__Direction__: Change every "tightest possible" in the lines below to "smallest", leaving the rest unchanged.

__Supplied records__:
---------------

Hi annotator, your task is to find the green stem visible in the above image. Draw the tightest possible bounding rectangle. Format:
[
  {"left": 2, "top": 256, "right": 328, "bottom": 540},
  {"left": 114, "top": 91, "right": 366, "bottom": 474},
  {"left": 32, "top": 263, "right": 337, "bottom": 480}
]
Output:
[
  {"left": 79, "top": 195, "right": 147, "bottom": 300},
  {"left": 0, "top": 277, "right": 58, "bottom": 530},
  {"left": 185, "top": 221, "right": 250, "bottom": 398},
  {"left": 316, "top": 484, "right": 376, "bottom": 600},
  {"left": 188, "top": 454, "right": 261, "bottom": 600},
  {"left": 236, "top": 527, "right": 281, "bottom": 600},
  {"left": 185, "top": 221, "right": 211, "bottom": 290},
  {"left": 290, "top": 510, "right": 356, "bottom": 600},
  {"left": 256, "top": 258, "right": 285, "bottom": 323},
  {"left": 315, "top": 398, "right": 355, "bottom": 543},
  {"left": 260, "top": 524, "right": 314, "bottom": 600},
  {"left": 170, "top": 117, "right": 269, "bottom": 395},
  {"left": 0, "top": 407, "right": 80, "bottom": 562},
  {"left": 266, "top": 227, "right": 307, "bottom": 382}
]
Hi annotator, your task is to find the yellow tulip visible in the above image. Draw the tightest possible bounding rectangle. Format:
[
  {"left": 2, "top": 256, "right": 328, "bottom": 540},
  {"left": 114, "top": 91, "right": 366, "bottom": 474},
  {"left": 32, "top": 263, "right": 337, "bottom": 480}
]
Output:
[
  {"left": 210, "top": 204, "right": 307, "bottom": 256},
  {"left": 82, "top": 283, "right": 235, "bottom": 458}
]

---------------

__Written response__:
Hi annotator, your task is to find the green stem visible in the above image. Draw the smallest bounding rectangle. Format:
[
  {"left": 2, "top": 256, "right": 328, "bottom": 540},
  {"left": 114, "top": 91, "right": 366, "bottom": 474},
  {"left": 32, "top": 263, "right": 337, "bottom": 480}
]
Output:
[
  {"left": 79, "top": 195, "right": 147, "bottom": 300},
  {"left": 0, "top": 277, "right": 58, "bottom": 530},
  {"left": 185, "top": 221, "right": 250, "bottom": 398},
  {"left": 316, "top": 484, "right": 376, "bottom": 600},
  {"left": 188, "top": 454, "right": 261, "bottom": 600},
  {"left": 236, "top": 527, "right": 281, "bottom": 600},
  {"left": 185, "top": 221, "right": 211, "bottom": 290},
  {"left": 290, "top": 510, "right": 356, "bottom": 600},
  {"left": 256, "top": 258, "right": 285, "bottom": 323},
  {"left": 315, "top": 398, "right": 355, "bottom": 543},
  {"left": 260, "top": 524, "right": 314, "bottom": 600},
  {"left": 170, "top": 117, "right": 269, "bottom": 395},
  {"left": 0, "top": 407, "right": 80, "bottom": 562},
  {"left": 266, "top": 227, "right": 307, "bottom": 382}
]
Hi annotator, your task is to find the yellow tulip visible in the above image. Draw the smallest bounding rectangle. Format:
[
  {"left": 2, "top": 256, "right": 328, "bottom": 540},
  {"left": 114, "top": 91, "right": 366, "bottom": 474},
  {"left": 32, "top": 263, "right": 337, "bottom": 480}
]
Output:
[
  {"left": 210, "top": 204, "right": 307, "bottom": 256},
  {"left": 82, "top": 283, "right": 235, "bottom": 458}
]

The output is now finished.